QUÉ HACER:
(1) Responde estas preguntas según el artículo sobre la inflación en Argentina:
(a) ¿Qué país supera a Argentina en el ranking inflacionario latinoamericano?
(b) ¿De cuánto fue el déficit fiscal en 2015?
(c) ¿Entre qué meses de 2015 productores y comerciantes "aumentaron por las dudas"?
(2) Enumera todas las expresiones que el artículo sobre la inflación en Argentina pone entre comillas.
(3) Sigue escribiendo el artículo sobre la inflación en Argentina desde donde termina.

━━ ARTÍCULO

La realidad dice que en Argentina hubo, hay y habrá inflación por algún tiempo, eso es innegable, como también es innegable que la padecemos desde hace casi una década de manera geométrica.
Tal es así que nuestro país ocupa el segundo lugar en el ranking inflacionario latinoamericano, sólo superado por Venezuela.
¿A qué se debe esto? No es ningún secreto: como sabe cualquier estudiante de economía de primer año, la inflación se produce por el déficit fiscal, esto es gastar más de lo que se recauda.
Dicho esto en otras palabras, hubo un excesivo gasto público que, para ser cubierto, se lo hizo a través de la impresión de moneda. Lo que todos los argentinos conocemos muy bien y acertadamente llamamos “papelitos de colores”.
No es una historia nueva para nosotros, sino todo lo contrario, sólo que, en esta oportunidad, al excesivo déficit fiscal, que fue de casi un 8% en 2015, le debemos agregar una enorme presión tributaria, la más grosera de la historia.
Otro factor a tener en cuentaen la variación de precios actual es el reacomodamiento reprimido por el ficticio retraso cambiario que el gobierno anterior usó como “ancla” inflacionaria.
A esto, debemos agregar algo que es muy común para los argentinos, que es la inflación generada por expectativas. Esto es, lisa y llanamente, que entre los meses de octubre y noviembre de 2015, sabiendo que se iba a blanquear el precio real del dólar, tanto productores como comerciantes “aumentaron por las dudas”. El famoso “colchón de precios”.

━━━━
━━ DATOS MOSTRADOS

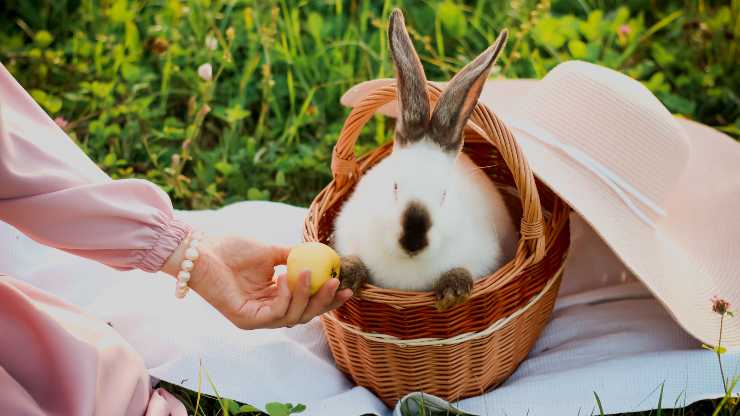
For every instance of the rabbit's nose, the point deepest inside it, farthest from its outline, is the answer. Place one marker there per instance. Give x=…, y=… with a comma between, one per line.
x=415, y=223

━━━━

RESPUESTAS POR TAREA:
(1)
(a) Venezuela.
(b) De casi un 8%.
(c) Entre octubre y noviembre.

(2)
“papelitos de colores”
“ancla”
“aumentaron por las dudas”
“colchón de precios”

(3)
Por último, debemos mencionar que los precios de los productos no se determinan por los costos de producción de los mismos, sino que dependen del valor que el mercado está dispuesto a pagar por ellos.
Es erróneo creer que los costos determinan los precios de venta, y ello es tan claro que muchos no lo pueden ver. Son los ingresos que se obtienen los que determinan hasta dónde se pueden soportar los costos que insumen producir.
Es igual que en una economía doméstica: se gasta (costos) en función de los ingresos (precios) que se obtienen. Nunca es al revés.
Actualmente, nos encontramos con un descontrol de precios, exceso de liquidez y falta de oferta, lo que hace que tengamos una inflación del 38%, y un dólar a casi $16, que es prácticamente el daño que hizo el “dólar mentira” de 9,50 pesos en la gestión anterior.
Todo esto generó un entorno especulativo, y si a esto sumamos el mal denominado “tarifazo”, —ya que en realidad, si bien el aumento de tarifas incide en la economía familiar las tarifas siguen siendo bajas— vamos a tener un semestre muy ajustado, a lo que debemos agregar que el ministro de Energía anunció un inminente aumento a las tarifas por el suministro de gas.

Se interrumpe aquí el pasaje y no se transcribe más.